Your objective:
Rewrite the lines of all the records, swapping "instance" for "occurrence" each time it appears and keeping everything else the same.
## Start Record extracts
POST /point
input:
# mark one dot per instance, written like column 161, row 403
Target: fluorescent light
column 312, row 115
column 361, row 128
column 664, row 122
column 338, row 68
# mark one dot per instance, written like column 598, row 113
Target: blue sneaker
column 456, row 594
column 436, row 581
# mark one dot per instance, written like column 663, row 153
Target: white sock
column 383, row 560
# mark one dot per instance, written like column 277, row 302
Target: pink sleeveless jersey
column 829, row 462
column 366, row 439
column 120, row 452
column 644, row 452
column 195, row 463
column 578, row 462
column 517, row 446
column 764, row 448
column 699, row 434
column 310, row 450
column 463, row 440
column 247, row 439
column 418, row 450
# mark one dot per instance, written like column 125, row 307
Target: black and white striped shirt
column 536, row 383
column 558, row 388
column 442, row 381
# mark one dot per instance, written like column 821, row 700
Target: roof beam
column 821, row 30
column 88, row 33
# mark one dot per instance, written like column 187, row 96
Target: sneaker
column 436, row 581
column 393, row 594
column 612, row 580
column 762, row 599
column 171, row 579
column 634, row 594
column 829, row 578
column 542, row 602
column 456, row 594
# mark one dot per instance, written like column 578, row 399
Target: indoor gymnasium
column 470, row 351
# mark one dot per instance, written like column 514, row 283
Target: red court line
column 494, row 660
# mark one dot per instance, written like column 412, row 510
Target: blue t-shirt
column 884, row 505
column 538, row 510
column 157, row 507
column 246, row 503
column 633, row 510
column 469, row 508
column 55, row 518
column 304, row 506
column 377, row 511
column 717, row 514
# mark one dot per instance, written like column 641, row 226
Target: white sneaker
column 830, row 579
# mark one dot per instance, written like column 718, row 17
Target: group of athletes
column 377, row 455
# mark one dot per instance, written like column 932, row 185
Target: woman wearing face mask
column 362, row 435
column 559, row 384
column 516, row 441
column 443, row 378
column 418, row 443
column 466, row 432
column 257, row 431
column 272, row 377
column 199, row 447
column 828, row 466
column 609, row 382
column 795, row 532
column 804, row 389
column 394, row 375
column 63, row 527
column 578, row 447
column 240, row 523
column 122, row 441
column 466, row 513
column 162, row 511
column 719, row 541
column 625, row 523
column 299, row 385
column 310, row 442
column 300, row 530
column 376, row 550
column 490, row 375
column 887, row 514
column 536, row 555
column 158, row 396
## End Record extracts
Response to this exercise:
POST /point
input:
# mark one dot per occurrence, written like column 161, row 403
Target: fluorescent light
column 312, row 115
column 361, row 128
column 664, row 122
column 338, row 68
# mark one dot per occurrence, written like column 598, row 113
Target: blue sneaker
column 456, row 594
column 436, row 581
# mark one dot per occurrence, written like column 663, row 153
Target: white sock
column 383, row 560
# mark one dot per occurrence, written like column 277, row 302
Target: pink sleeveless jersey
column 829, row 462
column 366, row 439
column 120, row 452
column 644, row 452
column 195, row 463
column 578, row 462
column 517, row 446
column 764, row 448
column 699, row 434
column 310, row 450
column 463, row 440
column 247, row 439
column 418, row 450
# mark one dot per occurrence, written like column 125, row 307
Target: black and white striped shirt
column 536, row 383
column 558, row 388
column 442, row 381
# mark one dot per occurrence, written like column 821, row 700
Target: roof beam
column 821, row 30
column 88, row 33
# mark one dot per occurrence, written like column 187, row 96
Target: sneaker
column 436, row 581
column 393, row 594
column 612, row 580
column 762, row 599
column 171, row 579
column 634, row 594
column 829, row 578
column 542, row 602
column 456, row 594
# mark one dot per occurrence, written like column 578, row 399
Target: indoor gymnasium
column 470, row 351
# mark one dot per occurrence, written like column 514, row 283
Target: red court line
column 494, row 660
# mark one dot per occurrence, written like column 412, row 510
Target: blue t-shirt
column 884, row 505
column 538, row 510
column 157, row 507
column 246, row 503
column 633, row 510
column 469, row 508
column 55, row 518
column 304, row 506
column 377, row 511
column 717, row 514
# mark one dot per occurrence, written like column 641, row 226
Target: white sneaker
column 830, row 579
# mark one dot per occurrence, written like column 718, row 17
Target: group of athletes
column 377, row 455
# mark one dot per occurrence, written like column 932, row 185
Target: woman wearing face mask
column 362, row 435
column 559, row 384
column 516, row 441
column 443, row 378
column 418, row 443
column 466, row 432
column 257, row 431
column 272, row 377
column 199, row 447
column 828, row 466
column 609, row 382
column 795, row 532
column 804, row 389
column 394, row 375
column 63, row 527
column 578, row 447
column 240, row 523
column 122, row 441
column 466, row 513
column 162, row 511
column 719, row 541
column 625, row 523
column 299, row 385
column 310, row 442
column 300, row 530
column 376, row 550
column 490, row 375
column 887, row 514
column 536, row 555
column 158, row 396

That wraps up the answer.